Ejercicios =>
• A. Según la crónica taurina, ¿qué provoca el fútbol? Enumere las tres acciones de la oración que sigue a «en lo que a expectación se refiere».
• B. Explique, conforme a la crónica taurina, por qué la corrida comenzó «con los mejores augurios».
• C. Prosiga la crónica taurina a partir de su última oración.

FERNANDO
FERNÁNDEZ ROMÁN
Fotos: Luis Sánchez Olmedo
Había un rumor opaco, bien perceptible, que
rodeaba el Palacio Vistalegre horas antes de que entrasen en acción sobre su
ruedo toros y toreros: olía a fútbol. ¿Era inevitable? Probablemente. El fútbol
años ha que nos ha ganado por la mano en lo que a expectación se refiere. Mueve
multitudes, despierta pasiones y genera sentimientos que van más allá del puro
partidismo por el equipo local. El mundo –sí, el mundo—se convulsiona por un
“clásico” y España se paraliza por una Liga o un descenso de categoría. ¿Qué
espectáculo puede confrontar con semejante poder de abducción? Los toros, no,
desde luego. En los toros, todo lo más se reduce a unas banderías de conceptos
o a un partidismo por el torero local. En este momento, nada de apasionamientos
irreductibles. Cuestión de opinión. Libertad de expresión. Hasta ahí hemos
llegado y ahí nos hemos quedado.
Por eso ayer tarde había rumores de teléfonos
móviles –el transistor ha muerto—que aceleraba el corazón de los devotos
atléticos y madridistas o de los que rogaban por evitar el descenso al sótano
primero del equipo del terruño. De ello
se deduce que se palpaba un cierto temor a que la entrada que registrara la
plaza de toros doblara las manos ante el “tirón”
de la última jornada de Liga; pero no fue para tanto, aunque, dicen, tampoco
ayer se agotó el billetaje del aforo permitido. Olía a fútbol, pero no tanto
como para despoblar los tendidos hasta
la desolación. Cuando sonó el clarín, la Plaza estaba bien nutrida de
espectadores.
La cosa comenzó con los mejores augurios,
porque Morante de la Puebla bordó un
fajo de verónicas al toro de Garcigrande, pero en seguida se vio que el animal
–terciado de carnes, como toda la corrida—se fue al suelo antes de que acabara
el primer tercio de la lidia. Nada que hacer, y prácticamente nada hizo
Morante, sino abreviar con donosura y pinchar cuatro veces, antes de meter la
espada por arriba.
Tampoco el segundo mejoró las expectativas. Otro
inválido inoperante, que más que miedo daba pena. Así no vamos a ninguna parte.
El Juli, que es torero “de plantilla” en esa Casa ganadera –entiéndase en el
sentido más- trató de aliviar sus carencias físicas y “químicas” –las del toro-, pero allí no había emociones que
generar, se mire por donde se mire y se haga lo que se haga. Estocada, y a
esperar.

Material =>

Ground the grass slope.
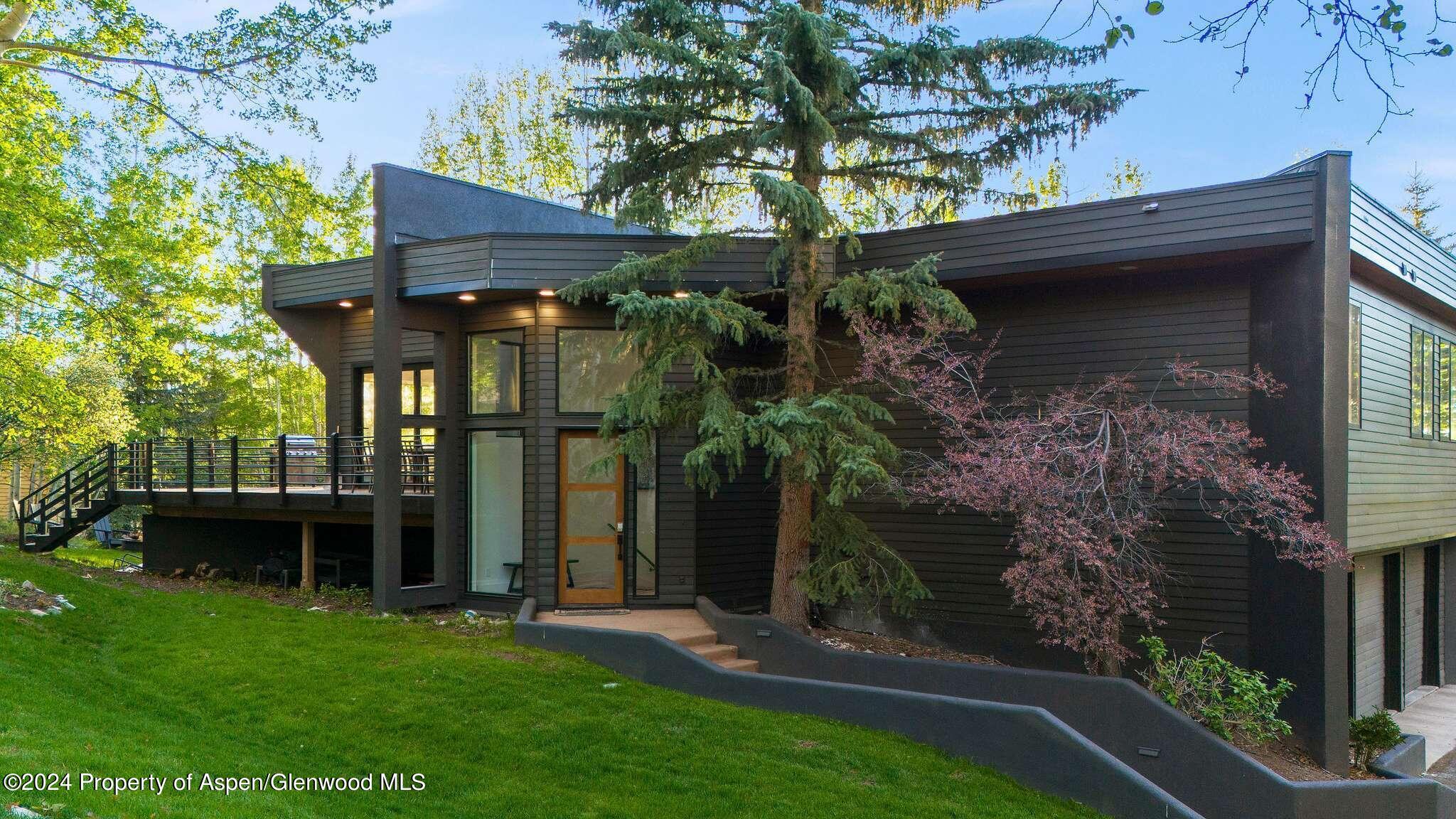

Respuestas =>
• A. Mueve multitudes, despierta pasiones y genera sentimientos que van más allá del puro partidismo por el equipo local.

• B. Porque Morante de la Puebla bordó un fajo de verónicas al toro de Garcigrande.

• C.
Y en esto apareció Juan Ortega frente al tercer Garcigrande
de la corrida, un toro con más cuerpo y mejores hechuras que los anteriores,
que tomó los capotes como si estuviera reparado de la vista, metiéndose por dentro y saliéndose por fuera
de forma desconcertante, tanto, que arreó en banderillas para poner en fuga a
los banderilleros, salvo a Andrés Revuelta, que clavó un par de riesgo,
magnífico. Llegada la faena de muleta, pudo observarse que el toro rompía a
embestir con esa virtud que en la jerga taurina le dicen “clase”, como si los toros bravos fueran “clasistas” por
naturaleza. Sea como fuere, Ortega le cogió la onda en seguida y empezó a
desgranar su forma de torear, personalísima, dibujando los pases con la
caligrafía de los antiguos escribanos del Reino, esto es, empleando un trazo
ampuloso y elegante, sin un borrón de por medio. Sobre la base de que, en este
caso, el soporte empleado para dibujar el toreo no entiende de finuras
caligráficas, ¡qué difícil debe ser mover las telas tan despacio, tan despacio,
y de reducir la embestida de una bestia con semejante caudal de sensibilidad!
Dio la impresión de que Juan Ortega toreaba de salón… pero con toro de por
medio; una conjunción sorprendente que, en varias ocasiones, levantó al público
de los asientos y cerró los teléfonos móviles.
Pinchó el torero antes de lograr la estocada y se recuperó ese premio
que ya parece arrumbado a cosa del pasado: la vuelta al ruedo. La suya fue
apoteósica. ¡A ver qué hace Morante con
el toro que viene! Se decía con sordina.
Poco pudo hacer. El toro de Justo Hernández era un
castaño chorreado que cumplía seis años en el muy próximo verano. Apretó
ligeramente en varas y, en seguida, comenzó a desarrollar el sentido propio de
la edad. La veteranía de Morante y la del toro, frente a frente. El toro,
avisando, el torero avisado y sereno. Tanteos sin perder la compostura y a
matar. Sonaron para el de la Puebla -¡plas!, plas, plas!- las palmas de tango
del baúl de Las Ventas que en estos días se han desplazado a Vistalegre y el
toro se fue para el desolladero entre pitos. Eso sí, se llevó para dentro tres
delantales sedosos y ceñidos y una media verónica de cartel.
A partir de ahí, la corrida tomó vuelo. El quinto
fue, con mucho, el de mejor juego del hierro salmantino. Picado superiormente
por José Antonio Barroso, pronto el toro cantó sus mejores cualidades. Bravo y
noble. De gran “clase”, si quieren.
Pero para clase, la que ofreció El Juli en la faena de muleta. Julián estudió
al toro, calculó distancias en los cites, midió alturas de la tela roja, fijó
posiciones y desarrolló una labor de impecable pulcritud, dentro de su personal
concepto del toreo. Hubo tres series de naturales y dos en redondo por el pitón
derecho de alta nota. Y una estocada certera, algo trasera. Dos orejas y vuelta
al ruedo, con la bufanda del Atlético de Madrid. El Juli –y el Atleti- no dan
tregua.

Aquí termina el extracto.